» What you will do
Tally the lines in the listing below that hold the string "wispy", and reply with that tally alone.

» Data to examine

=====

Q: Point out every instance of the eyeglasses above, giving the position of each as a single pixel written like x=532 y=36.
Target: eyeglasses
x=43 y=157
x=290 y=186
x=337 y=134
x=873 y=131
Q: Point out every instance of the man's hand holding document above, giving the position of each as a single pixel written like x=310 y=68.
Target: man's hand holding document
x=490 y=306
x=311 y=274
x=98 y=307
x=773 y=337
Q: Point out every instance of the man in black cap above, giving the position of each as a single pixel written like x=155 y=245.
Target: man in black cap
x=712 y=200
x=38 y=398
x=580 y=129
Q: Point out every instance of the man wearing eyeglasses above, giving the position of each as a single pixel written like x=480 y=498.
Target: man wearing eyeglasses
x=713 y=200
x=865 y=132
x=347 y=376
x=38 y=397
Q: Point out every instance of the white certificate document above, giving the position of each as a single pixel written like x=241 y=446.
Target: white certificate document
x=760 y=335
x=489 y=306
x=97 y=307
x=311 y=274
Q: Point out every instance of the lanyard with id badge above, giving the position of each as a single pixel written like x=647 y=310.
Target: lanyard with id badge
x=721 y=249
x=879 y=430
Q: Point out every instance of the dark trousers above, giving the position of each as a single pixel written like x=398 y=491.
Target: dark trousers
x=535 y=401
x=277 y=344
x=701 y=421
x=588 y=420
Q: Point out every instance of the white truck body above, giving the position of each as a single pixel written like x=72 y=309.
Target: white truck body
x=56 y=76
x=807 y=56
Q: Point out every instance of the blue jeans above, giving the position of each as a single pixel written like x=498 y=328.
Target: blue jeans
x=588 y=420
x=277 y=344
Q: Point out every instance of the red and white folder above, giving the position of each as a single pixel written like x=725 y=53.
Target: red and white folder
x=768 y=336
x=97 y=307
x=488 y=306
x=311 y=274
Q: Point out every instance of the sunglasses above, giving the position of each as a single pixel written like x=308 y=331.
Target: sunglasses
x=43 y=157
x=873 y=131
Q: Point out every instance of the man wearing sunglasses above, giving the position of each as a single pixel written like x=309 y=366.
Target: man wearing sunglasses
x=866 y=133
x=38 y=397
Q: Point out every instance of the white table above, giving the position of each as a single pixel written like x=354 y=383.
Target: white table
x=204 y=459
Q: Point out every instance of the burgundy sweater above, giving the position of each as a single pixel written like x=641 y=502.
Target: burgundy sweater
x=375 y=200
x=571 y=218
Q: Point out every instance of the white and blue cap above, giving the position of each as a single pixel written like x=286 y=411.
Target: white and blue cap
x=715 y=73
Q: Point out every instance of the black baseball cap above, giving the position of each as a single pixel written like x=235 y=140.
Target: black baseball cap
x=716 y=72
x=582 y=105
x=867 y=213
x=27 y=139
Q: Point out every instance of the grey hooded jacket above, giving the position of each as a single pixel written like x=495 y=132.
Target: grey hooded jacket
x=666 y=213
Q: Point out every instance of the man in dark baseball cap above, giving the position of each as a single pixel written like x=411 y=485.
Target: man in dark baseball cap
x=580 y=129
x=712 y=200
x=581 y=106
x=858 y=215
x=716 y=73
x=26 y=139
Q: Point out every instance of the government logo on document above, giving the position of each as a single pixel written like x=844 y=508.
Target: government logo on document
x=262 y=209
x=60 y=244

=====

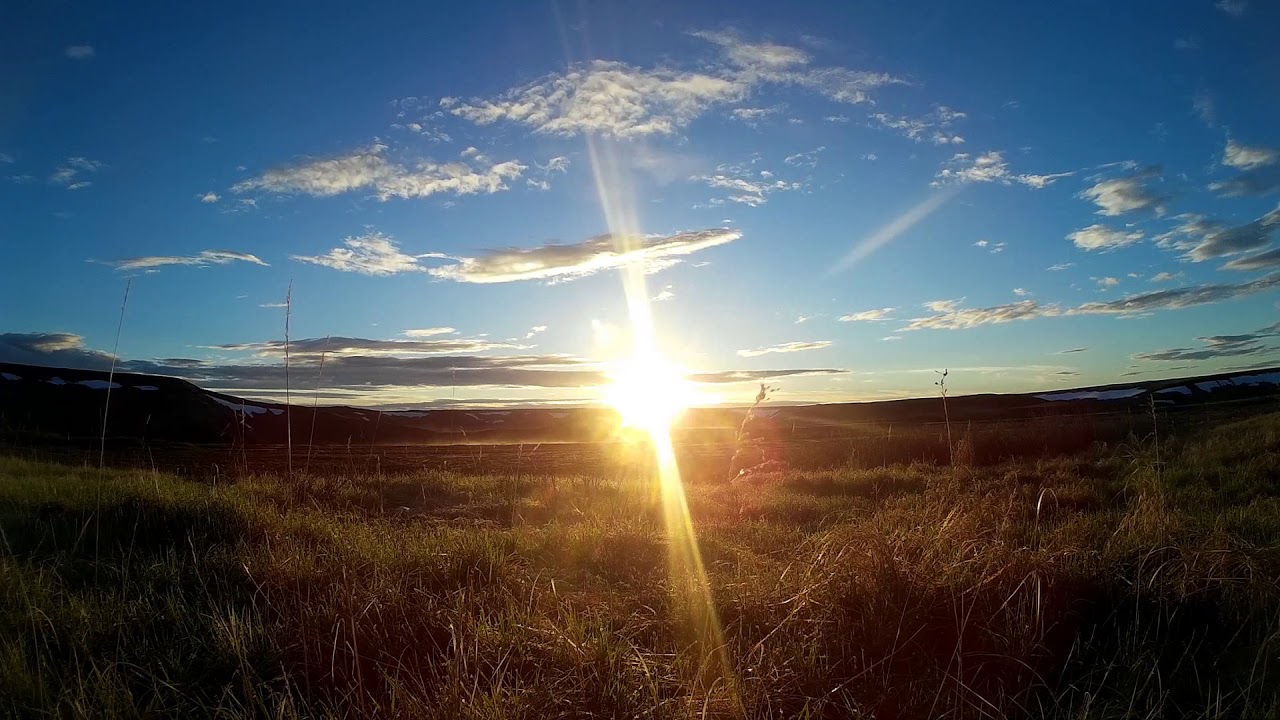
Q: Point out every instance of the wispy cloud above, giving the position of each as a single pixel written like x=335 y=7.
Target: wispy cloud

=====

» Final answer
2